Stored records:
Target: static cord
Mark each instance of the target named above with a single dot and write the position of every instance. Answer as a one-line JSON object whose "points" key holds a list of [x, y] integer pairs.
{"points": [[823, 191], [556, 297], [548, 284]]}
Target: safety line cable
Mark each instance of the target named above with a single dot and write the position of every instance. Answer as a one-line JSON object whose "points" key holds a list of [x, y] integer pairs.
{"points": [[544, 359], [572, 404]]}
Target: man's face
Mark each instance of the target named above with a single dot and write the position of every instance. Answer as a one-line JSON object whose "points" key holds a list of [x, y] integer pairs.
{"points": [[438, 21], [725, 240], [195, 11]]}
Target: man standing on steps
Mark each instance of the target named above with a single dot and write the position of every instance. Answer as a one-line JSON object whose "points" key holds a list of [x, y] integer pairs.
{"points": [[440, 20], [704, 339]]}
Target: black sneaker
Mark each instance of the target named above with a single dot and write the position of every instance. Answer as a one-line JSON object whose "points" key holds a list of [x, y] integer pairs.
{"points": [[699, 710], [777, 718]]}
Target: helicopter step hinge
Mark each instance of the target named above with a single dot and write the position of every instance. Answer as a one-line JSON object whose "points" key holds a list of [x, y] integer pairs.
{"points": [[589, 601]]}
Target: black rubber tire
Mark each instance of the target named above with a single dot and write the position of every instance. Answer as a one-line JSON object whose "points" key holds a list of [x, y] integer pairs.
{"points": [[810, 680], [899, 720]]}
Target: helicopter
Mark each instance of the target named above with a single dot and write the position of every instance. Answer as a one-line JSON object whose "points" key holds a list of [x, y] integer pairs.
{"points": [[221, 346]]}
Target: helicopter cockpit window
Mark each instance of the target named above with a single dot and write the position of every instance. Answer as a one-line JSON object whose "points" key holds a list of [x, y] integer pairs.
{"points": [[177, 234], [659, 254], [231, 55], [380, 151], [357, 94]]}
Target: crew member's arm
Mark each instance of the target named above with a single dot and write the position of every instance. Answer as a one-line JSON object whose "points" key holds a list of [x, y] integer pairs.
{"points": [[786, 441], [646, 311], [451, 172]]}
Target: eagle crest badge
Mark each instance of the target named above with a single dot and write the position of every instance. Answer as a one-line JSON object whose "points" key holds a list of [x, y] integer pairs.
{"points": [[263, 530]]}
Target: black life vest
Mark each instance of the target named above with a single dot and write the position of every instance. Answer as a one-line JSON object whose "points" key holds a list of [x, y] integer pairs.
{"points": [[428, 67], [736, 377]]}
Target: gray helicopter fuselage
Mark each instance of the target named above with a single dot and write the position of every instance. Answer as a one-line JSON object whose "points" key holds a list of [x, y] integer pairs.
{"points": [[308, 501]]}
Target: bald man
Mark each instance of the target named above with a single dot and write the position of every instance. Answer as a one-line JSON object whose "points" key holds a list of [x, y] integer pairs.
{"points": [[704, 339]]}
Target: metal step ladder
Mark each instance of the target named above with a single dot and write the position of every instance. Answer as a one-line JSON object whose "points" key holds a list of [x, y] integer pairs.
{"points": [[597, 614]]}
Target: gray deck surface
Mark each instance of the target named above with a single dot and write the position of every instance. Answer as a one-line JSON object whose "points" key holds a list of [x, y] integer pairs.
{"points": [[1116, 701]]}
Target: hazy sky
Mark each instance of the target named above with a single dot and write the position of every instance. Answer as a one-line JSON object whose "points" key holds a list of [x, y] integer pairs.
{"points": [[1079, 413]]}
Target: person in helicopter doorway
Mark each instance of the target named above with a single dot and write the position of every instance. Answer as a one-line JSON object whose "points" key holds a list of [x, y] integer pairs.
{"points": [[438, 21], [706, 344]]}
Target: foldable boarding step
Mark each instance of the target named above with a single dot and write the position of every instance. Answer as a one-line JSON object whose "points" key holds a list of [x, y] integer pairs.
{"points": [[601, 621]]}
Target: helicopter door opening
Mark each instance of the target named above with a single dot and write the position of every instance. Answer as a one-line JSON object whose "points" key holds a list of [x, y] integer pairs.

EXERCISE AIM - Could you reproduce exactly the lines of the entries above, from the one with "Target: gray deck surface" through the one with "Target: hazy sky", and nothing else?

SOLUTION FOR THIS PROBLEM -
Target: gray deck surface
Mark each instance of the target named above with a single dot and write the position of every instance. Answer as a one-line JSON object whose "points" key holds a list of [x, y] integer pairs.
{"points": [[1116, 701]]}
Target: hazy sky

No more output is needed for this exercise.